- [INSTRUCTION]:
Extract the complete data exactly as given.

Excerpts of pointing data
------------------------

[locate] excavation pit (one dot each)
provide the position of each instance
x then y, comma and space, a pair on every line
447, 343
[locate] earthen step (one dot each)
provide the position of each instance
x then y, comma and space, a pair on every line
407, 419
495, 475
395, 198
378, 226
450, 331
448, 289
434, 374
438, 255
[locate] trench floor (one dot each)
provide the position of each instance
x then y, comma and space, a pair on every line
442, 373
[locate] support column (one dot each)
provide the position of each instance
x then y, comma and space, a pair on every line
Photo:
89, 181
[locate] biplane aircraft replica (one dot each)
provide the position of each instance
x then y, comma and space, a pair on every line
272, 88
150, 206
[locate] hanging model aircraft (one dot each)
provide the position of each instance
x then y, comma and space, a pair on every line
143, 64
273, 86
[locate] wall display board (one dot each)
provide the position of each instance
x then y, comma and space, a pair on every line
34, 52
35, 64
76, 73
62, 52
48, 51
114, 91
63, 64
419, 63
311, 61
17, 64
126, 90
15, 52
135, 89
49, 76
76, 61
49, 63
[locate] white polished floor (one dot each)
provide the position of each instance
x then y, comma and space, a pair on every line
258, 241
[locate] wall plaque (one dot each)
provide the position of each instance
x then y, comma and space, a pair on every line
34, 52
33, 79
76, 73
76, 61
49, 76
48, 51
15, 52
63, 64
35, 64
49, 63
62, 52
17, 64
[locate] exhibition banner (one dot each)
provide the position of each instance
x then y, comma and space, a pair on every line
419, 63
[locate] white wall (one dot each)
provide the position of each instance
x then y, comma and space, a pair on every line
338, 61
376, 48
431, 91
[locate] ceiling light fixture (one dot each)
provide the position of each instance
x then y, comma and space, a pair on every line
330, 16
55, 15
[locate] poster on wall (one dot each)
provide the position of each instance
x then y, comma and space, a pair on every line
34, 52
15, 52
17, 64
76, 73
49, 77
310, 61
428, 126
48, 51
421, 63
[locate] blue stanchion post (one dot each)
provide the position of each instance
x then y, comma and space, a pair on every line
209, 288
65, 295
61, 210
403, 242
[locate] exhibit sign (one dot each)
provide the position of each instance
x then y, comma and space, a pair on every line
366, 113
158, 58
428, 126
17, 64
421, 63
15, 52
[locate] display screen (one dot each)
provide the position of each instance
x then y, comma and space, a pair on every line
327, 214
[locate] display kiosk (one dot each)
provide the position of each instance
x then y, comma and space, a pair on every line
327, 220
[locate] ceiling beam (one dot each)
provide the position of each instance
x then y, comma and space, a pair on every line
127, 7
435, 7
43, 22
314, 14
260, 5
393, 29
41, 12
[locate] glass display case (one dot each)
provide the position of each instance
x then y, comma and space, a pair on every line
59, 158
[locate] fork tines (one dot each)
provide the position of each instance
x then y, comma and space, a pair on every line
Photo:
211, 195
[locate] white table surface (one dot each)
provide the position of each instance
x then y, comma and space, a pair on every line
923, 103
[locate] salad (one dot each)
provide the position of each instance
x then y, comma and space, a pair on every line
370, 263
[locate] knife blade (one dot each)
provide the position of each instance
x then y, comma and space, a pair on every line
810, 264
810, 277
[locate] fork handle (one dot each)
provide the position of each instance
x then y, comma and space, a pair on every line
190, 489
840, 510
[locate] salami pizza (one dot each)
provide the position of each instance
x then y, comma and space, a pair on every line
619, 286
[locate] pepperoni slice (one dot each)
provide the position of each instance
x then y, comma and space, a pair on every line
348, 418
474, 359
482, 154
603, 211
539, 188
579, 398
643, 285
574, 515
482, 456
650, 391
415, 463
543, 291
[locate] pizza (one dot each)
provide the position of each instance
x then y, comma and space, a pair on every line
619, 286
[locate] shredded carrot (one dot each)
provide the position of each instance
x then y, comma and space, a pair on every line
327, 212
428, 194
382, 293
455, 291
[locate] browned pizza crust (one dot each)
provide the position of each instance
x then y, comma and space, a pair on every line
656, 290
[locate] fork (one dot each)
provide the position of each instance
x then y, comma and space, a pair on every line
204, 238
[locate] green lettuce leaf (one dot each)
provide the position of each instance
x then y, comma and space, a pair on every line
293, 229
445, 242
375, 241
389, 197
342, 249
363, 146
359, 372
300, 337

------------------------

- [RESPONSE]:
[locate] excavation pit (one dot each)
provide the position of each instance
x then y, comma and space, a pair on every line
447, 343
[locate] earthen step (one dot each)
provide the position of each instance
x then y, comma and space, a pair on every line
407, 419
495, 475
395, 198
378, 226
450, 331
448, 289
434, 374
438, 255
[locate] trench floor (one dot each)
provide the position of each instance
x then y, comma and space, a pair on every line
442, 373
[locate] support column (one dot each)
provide the position of each instance
x then y, comma and space, a pair on every line
Photo:
89, 181
[locate] biplane aircraft replica (one dot each)
provide the position of each instance
x then y, comma and space, a pair on every line
272, 88
150, 206
[locate] hanging model aircraft (one dot each)
provide the position of each instance
x then y, comma and space, a pair on every line
143, 64
273, 86
[locate] wall display board (one dot each)
provide the position of each instance
x then y, comma and space, a pair on every line
34, 52
35, 64
76, 73
62, 52
48, 51
114, 91
63, 64
419, 63
311, 61
17, 64
126, 90
15, 52
135, 89
49, 76
76, 61
49, 63
[locate] white polished floor (one dot each)
provide the position of each instance
x then y, comma and space, a pair on every line
258, 241
[locate] wall plaque (one dot each)
provide the position of each instance
x then y, comma and space, a pair on every line
34, 52
33, 79
76, 73
76, 61
49, 76
48, 51
15, 52
63, 64
35, 64
49, 63
62, 52
17, 64
[locate] exhibition banner (one dot each)
provide the position of each instance
x then y, comma and space, a pair on every line
419, 63
[locate] white wall (one dot each)
provide the position of each instance
x then y, comma and space, a pair on every line
338, 61
376, 48
431, 91
[locate] ceiling light fixture (one dot each)
provide the position of each instance
x then y, comma and space, a pair on every line
330, 16
55, 15
[locate] poster on wall (one dot each)
provide the position of each instance
x then y, comma and space, a pair on every line
34, 52
15, 52
17, 64
76, 73
49, 77
310, 61
428, 126
48, 51
421, 63
[locate] blue stanchion post (one dot each)
provide the position of each instance
x then y, comma and space, a pair on every line
209, 288
65, 295
61, 210
403, 242
[locate] exhibit sign (one dot each)
provide the position of each instance
x then y, comma and space, a pair on every line
366, 113
158, 58
428, 126
17, 64
421, 63
15, 52
[locate] display screen (one dot each)
provide the position of each instance
x then y, comma and space, a pair on every line
327, 214
[locate] display kiosk (one dot each)
provide the position of each instance
x then y, comma and space, a pair on every line
327, 220
[locate] ceiling beam (one dot each)
provide the position of each instance
x then y, comma and space, a pair on every line
127, 7
435, 7
43, 22
314, 14
260, 5
393, 29
41, 12
[locate] glass display case (one dot each)
provide the position of each instance
x then y, comma and space, a pair on every line
59, 158
[locate] fork tines (one dot each)
provide the position of each instance
x then y, comma and space, a pair on every line
Photo:
211, 195
[locate] white table surface (one dot each)
provide the position of each instance
x then y, comma and space, a pair on every line
923, 103
[locate] salad (one dot each)
provide the position of each instance
x then y, comma and space, a pair on every line
370, 263
[locate] knife blade (one dot each)
provide the position of each instance
x then y, comma and space, a pair on every line
810, 264
810, 277
[locate] fork handle (one dot each)
provide the position of each instance
x then y, comma and space, a pair on every line
190, 489
840, 510
[locate] salami pizza (one dot each)
provide the position of each instance
x then y, comma and space, a pair on every line
619, 286
[locate] pepperoni slice (one dot each)
provide the position of each instance
x then y, comma and space, a pair on every line
348, 418
474, 359
482, 154
603, 211
539, 188
579, 398
643, 285
574, 515
482, 456
650, 391
415, 463
543, 291
[locate] pizza (one dot each)
provide the position of each instance
x then y, comma and space, a pair on every line
619, 286
[locate] shredded carrot (one dot each)
provide the position of each instance
x then y, comma and space, a pair on every line
327, 212
428, 194
382, 293
455, 291
[locate] browned pizza crust (one dot each)
provide the position of each instance
x then y, comma and space, a pair on every line
656, 290
[locate] fork (one dot each)
provide the position of each instance
x then y, comma and space, a pair on every line
204, 238
[locate] green lettuce leaf (one dot each)
provide the position of each instance
x then y, comma and space, a pair on every line
293, 229
445, 242
375, 241
389, 197
342, 249
363, 146
359, 372
300, 337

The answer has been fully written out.